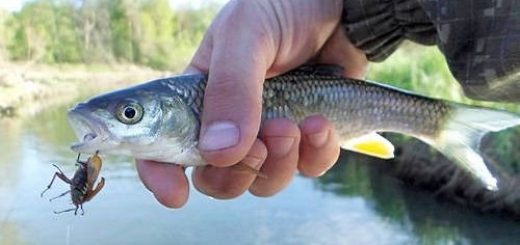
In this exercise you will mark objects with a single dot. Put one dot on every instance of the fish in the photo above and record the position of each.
(160, 119)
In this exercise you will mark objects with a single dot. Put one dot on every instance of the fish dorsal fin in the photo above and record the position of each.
(371, 144)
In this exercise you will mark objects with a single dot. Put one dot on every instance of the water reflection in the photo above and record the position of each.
(358, 202)
(432, 220)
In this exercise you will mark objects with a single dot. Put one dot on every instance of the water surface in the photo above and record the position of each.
(357, 202)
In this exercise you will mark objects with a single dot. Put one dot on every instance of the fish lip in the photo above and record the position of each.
(83, 124)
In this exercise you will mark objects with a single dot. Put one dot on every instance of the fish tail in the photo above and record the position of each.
(461, 136)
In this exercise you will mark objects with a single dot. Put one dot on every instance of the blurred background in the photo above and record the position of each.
(54, 53)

> What you will do: Set the listing down verbatim, excluding pictures.

> Answer to the problem:
In this exercise you will mark objects with a single dot. Put one dot on every instance of the fish in the photo above and record the position of each.
(160, 119)
In this exercise you will mark objects with a single dot. Put one dot on every instance of the fish dorsal fin in the photo above and record the position of each.
(371, 144)
In this exercise you will mark objects with a single dot. Put one dot on every instance of the water reflection in the photo above and record the position of each.
(358, 202)
(432, 220)
In this exercise you will mark objects with a single dot. Put one dot on every instance of the water surface in the photo above and record the position of each.
(357, 202)
In this exercise you will mark objects with a single dot. Put one dot on every instance of the fish lip in the photo above and record the position of each.
(83, 124)
In this exercise you will mark objects with a single dot. Put one dot on every instance of the fish tail in the photo above and record the position of each.
(461, 136)
In this exercise you will mark objects with a single dot. Put one dot on every instance of the blurred background in the photo above and record the position of each.
(54, 53)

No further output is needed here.